-- Start of Records shown --
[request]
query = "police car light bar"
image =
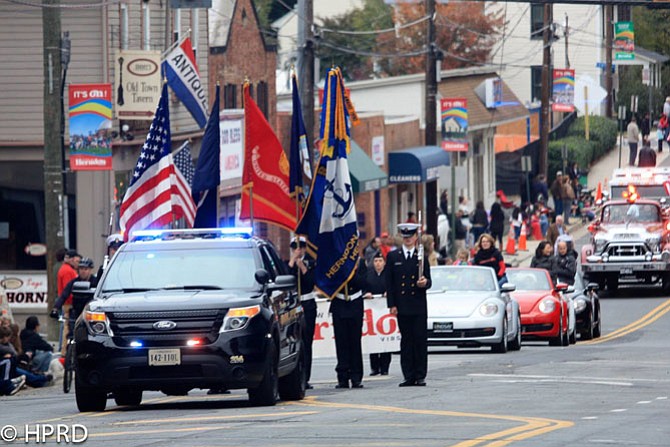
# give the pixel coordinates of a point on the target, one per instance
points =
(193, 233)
-- End of Records shown --
-- Start of Records shown --
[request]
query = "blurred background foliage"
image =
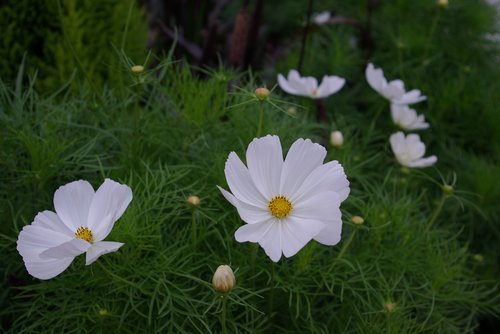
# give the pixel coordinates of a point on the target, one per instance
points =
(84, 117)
-- End of Records shown --
— Stated exercise —
Report each line of the data above that contains the string "query", copying every such line in full.

— Exercise answer —
query = "police car light bar"
query = "blurred background foliage"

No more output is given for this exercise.